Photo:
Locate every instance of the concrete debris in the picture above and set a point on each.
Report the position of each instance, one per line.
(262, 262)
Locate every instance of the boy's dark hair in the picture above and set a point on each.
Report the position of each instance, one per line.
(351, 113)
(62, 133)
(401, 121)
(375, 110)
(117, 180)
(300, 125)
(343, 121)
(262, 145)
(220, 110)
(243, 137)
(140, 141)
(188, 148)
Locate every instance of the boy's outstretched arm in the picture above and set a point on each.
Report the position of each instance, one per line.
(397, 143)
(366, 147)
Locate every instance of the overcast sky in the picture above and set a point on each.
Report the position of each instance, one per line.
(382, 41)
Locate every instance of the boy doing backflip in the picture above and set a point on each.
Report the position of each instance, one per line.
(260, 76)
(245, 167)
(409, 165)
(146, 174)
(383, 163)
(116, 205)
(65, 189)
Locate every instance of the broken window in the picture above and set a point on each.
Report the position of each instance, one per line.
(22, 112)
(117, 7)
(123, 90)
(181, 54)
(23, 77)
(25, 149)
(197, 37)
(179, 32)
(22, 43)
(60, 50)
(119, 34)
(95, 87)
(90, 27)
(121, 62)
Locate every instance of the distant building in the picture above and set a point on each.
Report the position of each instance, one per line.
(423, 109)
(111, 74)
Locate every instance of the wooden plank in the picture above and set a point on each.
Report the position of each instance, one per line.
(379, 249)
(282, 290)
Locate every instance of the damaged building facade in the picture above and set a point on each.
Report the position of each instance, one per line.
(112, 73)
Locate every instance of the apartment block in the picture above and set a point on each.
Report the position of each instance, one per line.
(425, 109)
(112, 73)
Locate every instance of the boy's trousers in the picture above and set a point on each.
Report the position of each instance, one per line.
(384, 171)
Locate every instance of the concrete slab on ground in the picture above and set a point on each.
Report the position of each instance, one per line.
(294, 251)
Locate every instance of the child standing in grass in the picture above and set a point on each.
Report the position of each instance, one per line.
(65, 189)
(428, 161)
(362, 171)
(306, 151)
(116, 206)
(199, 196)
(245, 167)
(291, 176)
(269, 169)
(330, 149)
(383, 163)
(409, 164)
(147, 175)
════════════════
_Problem details_: Among the records above, find each line holding "concrete" and list it.

_The answer_:
Locate every instance of the concrete debris in the picture above and set a point on each.
Locate every instance of the concrete slab on ground in the picture above and set a point on each.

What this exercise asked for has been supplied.